◆ Work instruction 1 ◆
Condense the paragraph of the Goldens auction text beginning "The most expensive works sold" into a bulleted list, keeping its main facts.
◆ Work instruction 2 ◆
Output the stretch of the Goldens auction text from "The most expensive" through "in November 2014.", unchanged.

◆ Reading passage ◆
┌──
The most expensive works sold at the auction are "Sinister sea" by Mykola Hlushchenko (US$165,000; 2008), "Garden of temptation" ($120,000; 2022), "Golden night" ($96,800; 2021) and "Boats overgrown with flowers" ($56,000; 2020) by Ivan Marchuk, "Black swan" by Leonid Kozlov ($101,800; 2021), "Chrysanthemums" by Serhii Shyshko ($61,600; 2006), "August" by Viktor Zaretsky ($55,000; 2011), as well a "Lviv. Rynok square" by Yosyp Bokshai ($44,000; 2006), "Ulysses" by Oleksandr Hnylytskyi ($44,000; 2011). Selling an artwork at Goldens serves as a significant impetus for raising price quotations of the artwork. For example, "Kavkaz No. 32" by Oleh Tistol, sold at Kyiv-based Goldens auction (Golden Section at that time) for $5,500 2012, went under the hammer for £15,000 ($23,500) at London Sotheby's auction in November 2014.
└──
◆ Stored data ◆
┌──
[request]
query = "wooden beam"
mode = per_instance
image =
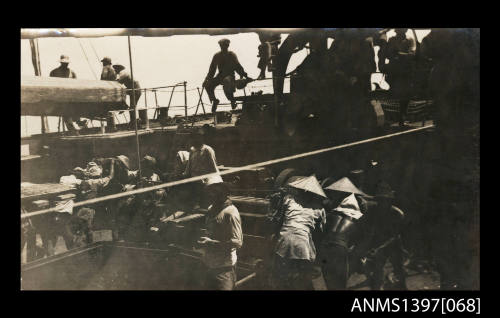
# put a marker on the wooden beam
(55, 96)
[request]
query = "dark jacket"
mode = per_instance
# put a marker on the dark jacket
(226, 63)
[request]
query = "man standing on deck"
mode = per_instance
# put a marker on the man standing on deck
(227, 63)
(108, 73)
(64, 71)
(201, 161)
(400, 51)
(224, 236)
(123, 77)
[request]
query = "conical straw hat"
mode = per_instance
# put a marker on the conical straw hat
(345, 185)
(350, 207)
(309, 184)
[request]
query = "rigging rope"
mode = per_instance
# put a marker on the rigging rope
(228, 171)
(94, 50)
(79, 42)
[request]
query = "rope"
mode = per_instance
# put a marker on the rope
(95, 52)
(79, 42)
(228, 171)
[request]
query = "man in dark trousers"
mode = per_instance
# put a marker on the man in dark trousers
(268, 47)
(108, 74)
(380, 239)
(227, 63)
(65, 72)
(341, 231)
(400, 51)
(223, 237)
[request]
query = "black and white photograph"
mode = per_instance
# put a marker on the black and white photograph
(268, 159)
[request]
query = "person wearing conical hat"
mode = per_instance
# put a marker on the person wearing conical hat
(340, 231)
(383, 225)
(299, 216)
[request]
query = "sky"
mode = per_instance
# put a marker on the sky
(157, 61)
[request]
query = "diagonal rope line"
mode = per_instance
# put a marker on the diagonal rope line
(79, 42)
(228, 171)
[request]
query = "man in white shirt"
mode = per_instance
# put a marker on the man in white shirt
(202, 161)
(224, 236)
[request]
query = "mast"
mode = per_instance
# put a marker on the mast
(35, 59)
(134, 106)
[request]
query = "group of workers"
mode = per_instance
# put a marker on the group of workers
(399, 50)
(338, 226)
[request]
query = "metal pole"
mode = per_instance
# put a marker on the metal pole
(155, 116)
(134, 106)
(197, 106)
(185, 100)
(146, 105)
(170, 100)
(201, 99)
(275, 102)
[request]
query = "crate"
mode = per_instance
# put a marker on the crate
(102, 236)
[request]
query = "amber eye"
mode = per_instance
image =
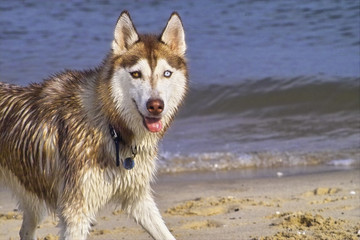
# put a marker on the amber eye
(136, 74)
(167, 74)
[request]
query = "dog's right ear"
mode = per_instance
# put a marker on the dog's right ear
(125, 34)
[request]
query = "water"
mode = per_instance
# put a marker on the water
(273, 83)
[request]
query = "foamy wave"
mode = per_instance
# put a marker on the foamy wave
(175, 162)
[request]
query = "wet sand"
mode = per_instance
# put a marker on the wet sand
(310, 206)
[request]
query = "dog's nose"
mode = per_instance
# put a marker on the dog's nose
(155, 106)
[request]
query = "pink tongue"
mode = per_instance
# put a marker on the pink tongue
(153, 124)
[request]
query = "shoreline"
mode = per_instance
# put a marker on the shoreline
(227, 205)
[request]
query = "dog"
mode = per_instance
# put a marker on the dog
(82, 139)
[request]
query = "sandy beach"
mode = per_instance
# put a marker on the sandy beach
(228, 206)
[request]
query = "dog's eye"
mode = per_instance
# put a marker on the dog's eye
(167, 74)
(136, 74)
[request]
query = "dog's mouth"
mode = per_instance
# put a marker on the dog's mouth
(153, 124)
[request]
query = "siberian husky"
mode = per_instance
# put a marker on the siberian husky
(82, 139)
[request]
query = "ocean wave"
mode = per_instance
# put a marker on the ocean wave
(276, 97)
(218, 161)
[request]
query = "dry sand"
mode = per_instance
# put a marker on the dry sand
(312, 206)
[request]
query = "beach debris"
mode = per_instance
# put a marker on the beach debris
(295, 225)
(196, 225)
(322, 191)
(10, 216)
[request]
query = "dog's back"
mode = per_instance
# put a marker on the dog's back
(57, 146)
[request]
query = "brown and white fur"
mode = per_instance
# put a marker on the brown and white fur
(56, 150)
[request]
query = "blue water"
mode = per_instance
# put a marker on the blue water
(273, 83)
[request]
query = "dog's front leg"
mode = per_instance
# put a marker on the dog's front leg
(148, 216)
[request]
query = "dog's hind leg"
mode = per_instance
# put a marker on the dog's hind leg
(148, 216)
(33, 213)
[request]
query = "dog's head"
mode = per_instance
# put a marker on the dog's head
(149, 76)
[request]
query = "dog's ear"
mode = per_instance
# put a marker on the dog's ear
(173, 34)
(125, 34)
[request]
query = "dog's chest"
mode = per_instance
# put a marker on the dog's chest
(100, 184)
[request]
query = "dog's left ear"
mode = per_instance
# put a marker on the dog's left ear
(174, 34)
(125, 34)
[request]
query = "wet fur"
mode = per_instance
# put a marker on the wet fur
(56, 152)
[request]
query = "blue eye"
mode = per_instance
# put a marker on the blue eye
(167, 74)
(136, 74)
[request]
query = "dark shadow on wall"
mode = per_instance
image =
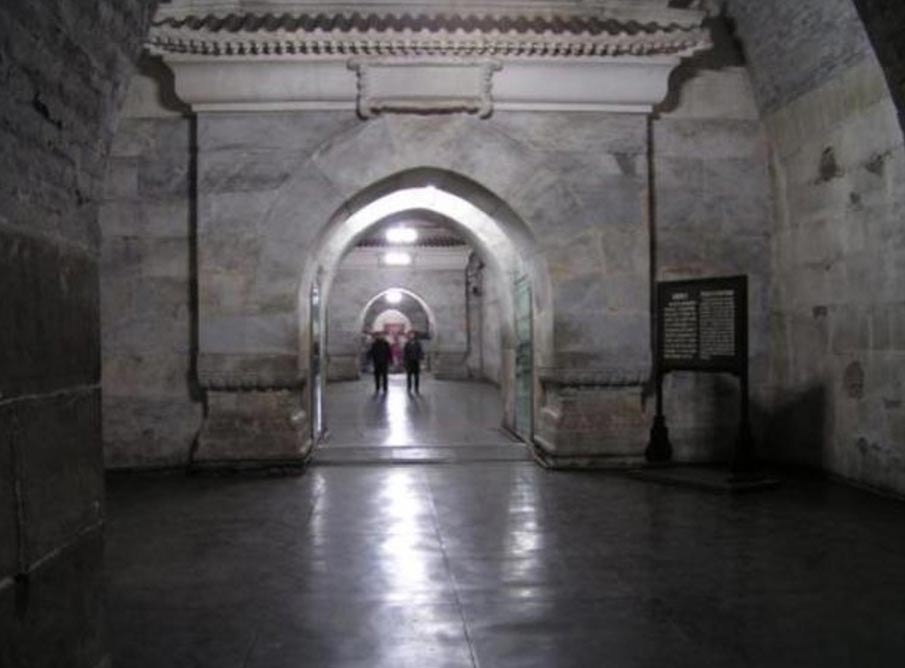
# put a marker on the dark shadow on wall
(884, 22)
(153, 68)
(795, 429)
(727, 51)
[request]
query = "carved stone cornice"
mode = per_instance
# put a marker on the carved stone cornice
(609, 55)
(387, 34)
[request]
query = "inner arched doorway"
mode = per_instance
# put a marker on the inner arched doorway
(513, 278)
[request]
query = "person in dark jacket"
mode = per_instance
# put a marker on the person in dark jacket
(412, 355)
(380, 354)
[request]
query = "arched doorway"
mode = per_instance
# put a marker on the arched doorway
(506, 246)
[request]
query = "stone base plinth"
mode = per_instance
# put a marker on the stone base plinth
(591, 426)
(253, 427)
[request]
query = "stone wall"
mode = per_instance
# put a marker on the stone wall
(713, 211)
(442, 290)
(270, 183)
(151, 405)
(837, 311)
(62, 88)
(490, 335)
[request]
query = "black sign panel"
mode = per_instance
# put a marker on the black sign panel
(702, 325)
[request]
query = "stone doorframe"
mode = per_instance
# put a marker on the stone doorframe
(482, 218)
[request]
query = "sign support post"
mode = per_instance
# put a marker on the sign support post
(702, 325)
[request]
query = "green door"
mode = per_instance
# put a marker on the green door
(524, 360)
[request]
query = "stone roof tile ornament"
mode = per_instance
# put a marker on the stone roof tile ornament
(425, 57)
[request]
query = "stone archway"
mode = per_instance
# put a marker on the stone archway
(540, 198)
(502, 239)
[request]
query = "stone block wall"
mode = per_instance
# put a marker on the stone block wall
(152, 409)
(838, 250)
(62, 90)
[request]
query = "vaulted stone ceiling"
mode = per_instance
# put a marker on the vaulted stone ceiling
(433, 231)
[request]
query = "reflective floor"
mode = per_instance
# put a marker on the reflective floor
(498, 564)
(447, 420)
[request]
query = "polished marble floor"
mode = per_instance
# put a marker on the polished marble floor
(497, 564)
(445, 421)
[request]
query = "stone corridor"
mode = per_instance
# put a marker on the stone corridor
(498, 564)
(447, 420)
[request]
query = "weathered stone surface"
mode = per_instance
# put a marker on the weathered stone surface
(267, 426)
(795, 47)
(63, 606)
(592, 425)
(150, 431)
(62, 477)
(46, 291)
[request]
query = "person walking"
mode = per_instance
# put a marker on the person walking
(380, 354)
(412, 355)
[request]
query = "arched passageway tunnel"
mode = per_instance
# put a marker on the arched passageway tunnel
(348, 265)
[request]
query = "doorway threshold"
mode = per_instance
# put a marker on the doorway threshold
(417, 454)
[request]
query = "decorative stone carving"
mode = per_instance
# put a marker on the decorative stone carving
(424, 84)
(558, 56)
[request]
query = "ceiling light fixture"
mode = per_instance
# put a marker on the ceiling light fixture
(401, 235)
(397, 259)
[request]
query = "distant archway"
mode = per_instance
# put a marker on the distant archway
(429, 317)
(491, 227)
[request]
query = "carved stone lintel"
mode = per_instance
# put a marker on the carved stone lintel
(425, 85)
(249, 373)
(608, 377)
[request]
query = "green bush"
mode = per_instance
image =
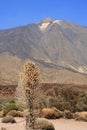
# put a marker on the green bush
(8, 107)
(15, 113)
(43, 124)
(1, 114)
(80, 116)
(8, 119)
(68, 114)
(48, 113)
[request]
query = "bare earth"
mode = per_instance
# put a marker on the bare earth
(59, 124)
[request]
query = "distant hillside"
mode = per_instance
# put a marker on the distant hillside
(58, 47)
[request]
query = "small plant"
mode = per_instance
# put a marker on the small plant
(8, 119)
(48, 113)
(43, 124)
(68, 114)
(15, 113)
(80, 116)
(1, 114)
(9, 107)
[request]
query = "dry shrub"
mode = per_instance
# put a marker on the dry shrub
(15, 113)
(57, 113)
(68, 114)
(8, 119)
(81, 116)
(52, 113)
(43, 124)
(48, 113)
(1, 114)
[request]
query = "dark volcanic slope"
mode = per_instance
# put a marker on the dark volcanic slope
(59, 48)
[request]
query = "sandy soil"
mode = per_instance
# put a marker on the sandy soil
(60, 124)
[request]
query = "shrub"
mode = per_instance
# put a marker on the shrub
(48, 113)
(68, 114)
(57, 113)
(9, 107)
(15, 113)
(1, 114)
(43, 124)
(8, 119)
(67, 98)
(80, 116)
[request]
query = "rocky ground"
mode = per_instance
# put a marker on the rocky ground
(60, 124)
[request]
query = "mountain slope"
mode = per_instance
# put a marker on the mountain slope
(58, 47)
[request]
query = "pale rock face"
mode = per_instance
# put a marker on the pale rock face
(43, 26)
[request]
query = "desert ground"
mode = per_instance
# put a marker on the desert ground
(60, 124)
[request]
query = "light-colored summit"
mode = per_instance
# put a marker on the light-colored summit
(43, 26)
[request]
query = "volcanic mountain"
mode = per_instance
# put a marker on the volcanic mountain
(58, 47)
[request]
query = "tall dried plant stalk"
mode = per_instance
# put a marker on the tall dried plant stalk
(30, 79)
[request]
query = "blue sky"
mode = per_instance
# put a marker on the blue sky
(21, 12)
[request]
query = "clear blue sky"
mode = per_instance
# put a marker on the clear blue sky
(21, 12)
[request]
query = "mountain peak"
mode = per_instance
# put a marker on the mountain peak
(46, 20)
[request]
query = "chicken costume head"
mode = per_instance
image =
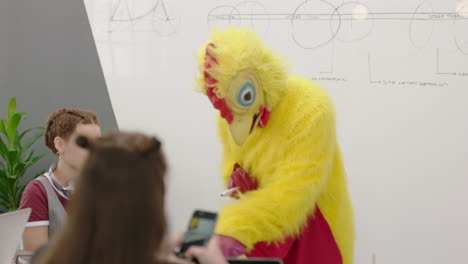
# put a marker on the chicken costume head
(243, 80)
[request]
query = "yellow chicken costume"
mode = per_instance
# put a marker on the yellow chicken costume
(280, 155)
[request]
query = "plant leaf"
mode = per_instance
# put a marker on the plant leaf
(3, 127)
(2, 174)
(11, 157)
(3, 149)
(37, 158)
(11, 108)
(20, 137)
(13, 123)
(32, 140)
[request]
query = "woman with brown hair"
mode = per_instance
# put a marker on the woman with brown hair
(117, 214)
(48, 194)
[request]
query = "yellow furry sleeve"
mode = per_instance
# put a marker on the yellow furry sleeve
(292, 180)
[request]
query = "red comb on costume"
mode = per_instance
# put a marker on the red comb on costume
(211, 82)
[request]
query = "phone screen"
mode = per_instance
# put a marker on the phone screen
(200, 230)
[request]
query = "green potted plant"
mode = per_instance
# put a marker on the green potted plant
(16, 157)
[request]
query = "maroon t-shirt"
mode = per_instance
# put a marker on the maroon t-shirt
(35, 197)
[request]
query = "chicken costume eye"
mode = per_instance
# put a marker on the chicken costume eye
(247, 94)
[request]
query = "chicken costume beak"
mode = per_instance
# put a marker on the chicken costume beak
(245, 98)
(242, 126)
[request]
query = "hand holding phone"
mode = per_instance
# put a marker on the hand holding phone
(200, 230)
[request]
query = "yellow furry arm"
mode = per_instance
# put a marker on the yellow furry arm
(296, 176)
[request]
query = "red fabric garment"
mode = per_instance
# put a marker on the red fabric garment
(316, 245)
(35, 197)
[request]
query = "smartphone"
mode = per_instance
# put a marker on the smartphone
(200, 229)
(254, 261)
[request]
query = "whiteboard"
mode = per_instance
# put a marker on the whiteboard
(396, 70)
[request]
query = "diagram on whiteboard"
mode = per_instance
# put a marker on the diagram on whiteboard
(315, 24)
(141, 16)
(348, 22)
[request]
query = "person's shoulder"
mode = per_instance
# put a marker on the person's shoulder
(33, 193)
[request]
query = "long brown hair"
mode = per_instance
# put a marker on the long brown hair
(117, 213)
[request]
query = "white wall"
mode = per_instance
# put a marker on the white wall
(398, 77)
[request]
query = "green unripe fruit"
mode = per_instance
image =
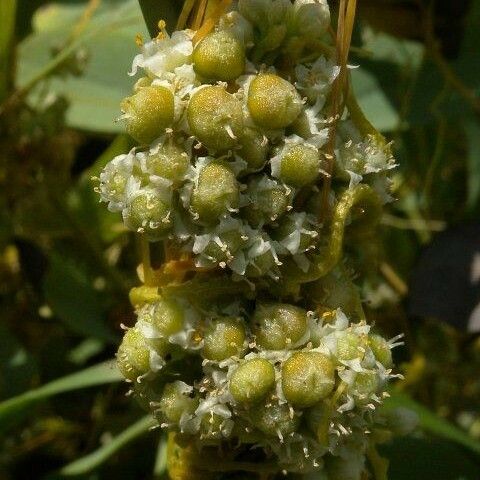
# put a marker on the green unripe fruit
└──
◆ Task response 1 ◆
- Most expensive works sold at the auction:
  - Mykola Hlushchenko, "Sinister sea": US$165,000 (2008)
  - Ivan Marchuk, "Garden of temptation": $120,000 (2022)
  - Ivan Marchuk, "Golden night": $96,800 (2021)
  - Ivan Marchuk, "Boats overgrown with flowers": $56,000 (2020)
  - Leonid Kozlov, "Black swan": $101,800 (2021)
  - Serhii Shyshko, "Chrysanthemums": $61,600 (2006)
  - Viktor Zaretsky, "August": $55,000 (2011)
  - Yosyp Bokshai, "Lviv. Rynok square": $44,000 (2006)
  - Oleksandr Hnylytskyi, "Ulysses": $44,000 (2011)
- A sale at Goldens significantly boosts an artwork's price quotations.
- Example: Oleh Tistol's "Kavkaz No. 32" sold at Goldens (then Golden Section) in Kyiv for $5,500 in 2012. It later sold for £15,000 ($23,500) at Sotheby's in London in November 2014.

◆ Task response 2 ◆
The most expensive works sold at the auction are "Sinister sea" by Mykola Hlushchenko (US$165,000; 2008), "Garden of temptation" ($120,000; 2022), "Golden night" ($96,800; 2021) and "Boats overgrown with flowers" ($56,000; 2020) by Ivan Marchuk, "Black swan" by Leonid Kozlov ($101,800; 2021), "Chrysanthemums" by Serhii Shyshko ($61,600; 2006), "August" by Viktor Zaretsky ($55,000; 2011), as well a "Lviv. Rynok square" by Yosyp Bokshai ($44,000; 2006), "Ulysses" by Oleksandr Hnylytskyi ($44,000; 2011). Selling an artwork at Goldens serves as a significant impetus for raising price quotations of the artwork. For example, "Kavkaz No. 32" by Oleh Tistol, sold at Kyiv-based Goldens auction (Golden Section at that time) for $5,500 2012, went under the hammer for £15,000 ($23,500) at London Sotheby's auction in November 2014.